**Task goal:** Check each line of the listing for the string "Target". Copy those where it appears.

====== Supplied material ======

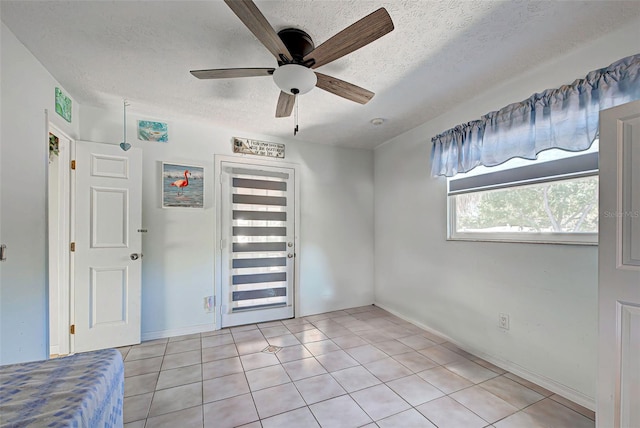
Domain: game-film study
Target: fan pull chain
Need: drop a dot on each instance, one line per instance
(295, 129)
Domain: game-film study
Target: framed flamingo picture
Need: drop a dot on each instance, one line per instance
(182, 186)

======
====== Supplied material ======

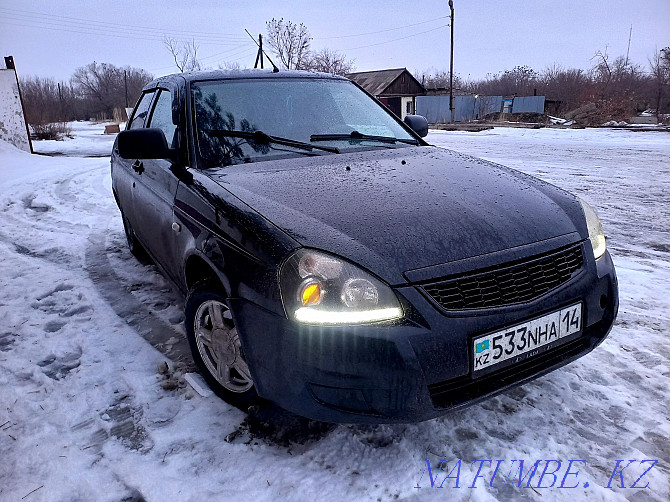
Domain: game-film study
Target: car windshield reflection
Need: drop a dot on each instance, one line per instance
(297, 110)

======
====== Supplied material ======

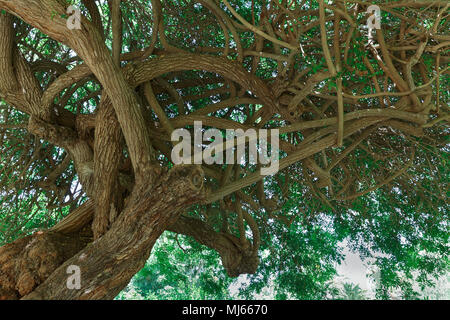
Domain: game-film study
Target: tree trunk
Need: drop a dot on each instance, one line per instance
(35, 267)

======

**Output of the exercise:**
Target: fan pull chain
Target: framed flamingo picture
Target: car windshield reflection
Target: tree trunk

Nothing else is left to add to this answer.